• _Description of the task_
Could you repeat everything in the listing from the line containing "Mark one point on each instance of the right ear" down to the end of the listing, replacing "right ear" with "left ear" and leaving everything else unchanged?

• _Supplied records_
>> BEGIN
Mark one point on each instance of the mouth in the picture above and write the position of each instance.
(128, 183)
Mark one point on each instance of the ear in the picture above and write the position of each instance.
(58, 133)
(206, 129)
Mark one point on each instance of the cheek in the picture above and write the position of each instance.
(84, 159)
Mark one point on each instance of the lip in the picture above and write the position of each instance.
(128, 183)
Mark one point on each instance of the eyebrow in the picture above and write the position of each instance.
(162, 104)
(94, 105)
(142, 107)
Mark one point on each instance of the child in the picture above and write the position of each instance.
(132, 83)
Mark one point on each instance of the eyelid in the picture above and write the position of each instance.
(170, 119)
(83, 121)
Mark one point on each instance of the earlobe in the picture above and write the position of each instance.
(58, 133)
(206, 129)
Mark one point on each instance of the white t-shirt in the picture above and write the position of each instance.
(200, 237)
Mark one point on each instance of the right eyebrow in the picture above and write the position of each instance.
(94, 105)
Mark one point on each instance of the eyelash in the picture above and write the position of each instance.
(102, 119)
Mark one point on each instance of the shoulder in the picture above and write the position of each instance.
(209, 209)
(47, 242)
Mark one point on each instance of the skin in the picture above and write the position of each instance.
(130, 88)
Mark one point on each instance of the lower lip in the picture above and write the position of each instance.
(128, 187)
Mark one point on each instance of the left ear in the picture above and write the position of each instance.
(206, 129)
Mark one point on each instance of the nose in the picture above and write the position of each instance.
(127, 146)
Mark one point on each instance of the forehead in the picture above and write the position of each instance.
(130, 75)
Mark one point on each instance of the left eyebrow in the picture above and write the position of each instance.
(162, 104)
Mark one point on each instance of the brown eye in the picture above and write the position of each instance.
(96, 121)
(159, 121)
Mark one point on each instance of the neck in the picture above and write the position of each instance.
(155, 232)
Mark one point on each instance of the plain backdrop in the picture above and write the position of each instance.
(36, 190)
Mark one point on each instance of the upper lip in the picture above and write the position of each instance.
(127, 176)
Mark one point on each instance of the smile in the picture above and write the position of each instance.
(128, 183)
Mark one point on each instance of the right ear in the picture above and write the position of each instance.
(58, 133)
>> END
• _Solution for this task_
Mark one point on each instance of the left ear in the picture above and write the position of each instance.
(58, 133)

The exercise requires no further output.